» **Activity 1**: In the piece on Mariga Guinness, how would the passage starting with "At the same" and going on through "to be required." read with "Citroen" changed to "car"? Give it in full.
» **Activity 2**: In the piece on Mariga Guinness, why was Mariga summoned to appear in court in Birr?
» **Activity 3**: Do these statements agree with the piece on Mariga Guinness? Answer yes or no for each, quoting the deciding words. (a) Mariga's library was eventually put in proper order. (b) Her collection of historical costume was heaped on a bedroom floor. (c) The sought-after architectural gems often turned out to be undistinguished farmhouses.

At the same time, disorder reigned behind the scenes: Mariga’s unparalleled collection of historical costume, for example, remained heaped in a tempting Everest on one bedroom floor, periodically raided for dressing-up on her instruction during parties. And her wonderful library, although the majority of books were eventually shelved, never had any real order put on it. Meanwhile she continued to drive a battered old Citroen, which periodically refused to move and would sometimes spend months outside the house. I remember Mariga’s bafflement when she was summoned to appear in court in Birr for failing to tax the vehicle, her logic being that since it was immobile no taxation ought to be required.
The truth was that during those final years Mariga was deeply unhappy, the melancholia to which I suspect she had always been vulnerable threatening to overwhelm her. Although she tried to keep herself busy and organised regular house parties and outings – a caravan of cars driving slowly down pot-holed laneways in pursuit of an alleged architectural gem that more often turned out to be an undistinguished farmhouse, its owners baffled by the spectacle of this troupe of eccentric gawkers – she was often alone. At such times she must have felt the world of which she had once been so vital a part had moved on and forgotten her. Of course it hadn’t, and more importantly it still hasn’t. All of us remained heavily indebted to Mariga Guinness and her inspirational leadership. Through her dynamism and commitment, Ireland’s architectural heritage became better known and appreciated, and preserved, than would otherwise have been the case. This week’s anniversary of her untimely death allows us an opportunity once more to pay due acknowledgement to a remarkable woman.

» **Dataset records**:

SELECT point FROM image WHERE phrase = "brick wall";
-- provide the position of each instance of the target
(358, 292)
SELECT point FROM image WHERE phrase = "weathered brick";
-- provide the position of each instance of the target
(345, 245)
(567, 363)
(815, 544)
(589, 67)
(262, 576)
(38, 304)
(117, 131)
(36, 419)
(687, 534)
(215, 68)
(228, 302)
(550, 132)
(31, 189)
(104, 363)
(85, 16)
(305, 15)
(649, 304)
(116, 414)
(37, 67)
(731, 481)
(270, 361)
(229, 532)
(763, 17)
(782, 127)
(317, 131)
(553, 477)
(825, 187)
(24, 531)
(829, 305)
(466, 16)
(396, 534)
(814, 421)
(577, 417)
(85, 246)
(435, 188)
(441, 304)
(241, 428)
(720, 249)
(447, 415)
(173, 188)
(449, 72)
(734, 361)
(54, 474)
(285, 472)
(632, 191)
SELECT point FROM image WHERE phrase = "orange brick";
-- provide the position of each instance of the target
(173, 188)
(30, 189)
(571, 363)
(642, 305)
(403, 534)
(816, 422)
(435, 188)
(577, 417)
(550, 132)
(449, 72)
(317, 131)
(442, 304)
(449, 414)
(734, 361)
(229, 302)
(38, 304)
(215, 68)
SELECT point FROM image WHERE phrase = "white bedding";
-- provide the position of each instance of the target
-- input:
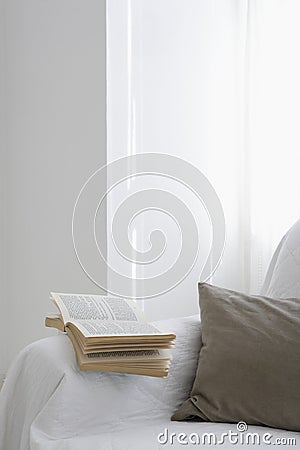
(47, 403)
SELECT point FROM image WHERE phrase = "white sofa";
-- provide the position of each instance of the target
(47, 403)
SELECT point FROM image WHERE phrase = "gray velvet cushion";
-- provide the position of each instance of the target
(249, 362)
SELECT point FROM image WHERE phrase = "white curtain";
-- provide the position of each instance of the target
(217, 84)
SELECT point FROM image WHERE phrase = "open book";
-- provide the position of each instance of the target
(111, 334)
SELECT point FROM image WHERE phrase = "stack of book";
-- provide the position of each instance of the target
(111, 334)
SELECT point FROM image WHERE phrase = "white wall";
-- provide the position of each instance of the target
(56, 137)
(3, 201)
(174, 87)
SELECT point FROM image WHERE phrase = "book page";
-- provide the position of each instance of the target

» **Answer 1**:
At the same time, disorder reigned behind the scenes: Mariga’s unparalleled collection of historical costume, for example, remained heaped in a tempting Everest on one bedroom floor, periodically raided for dressing-up on her instruction during parties. And her wonderful library, although the majority of books were eventually shelved, never had any real order put on it. Meanwhile she continued to drive a battered old car, which periodically refused to move and would sometimes spend months outside the house. I remember Mariga’s bafflement when she was summoned to appear in court in Birr for failing to tax the vehicle, her logic being that since it was immobile no taxation ought to be required.

» **Answer 2**: For failing to tax her vehicle.

» **Answer 3**:
(a) No: "never had any real order put on it"
(b) Yes: "remained heaped in a tempting Everest on one bedroom floor"
(c) Yes: "more often turned out to be an undistinguished farmhouse"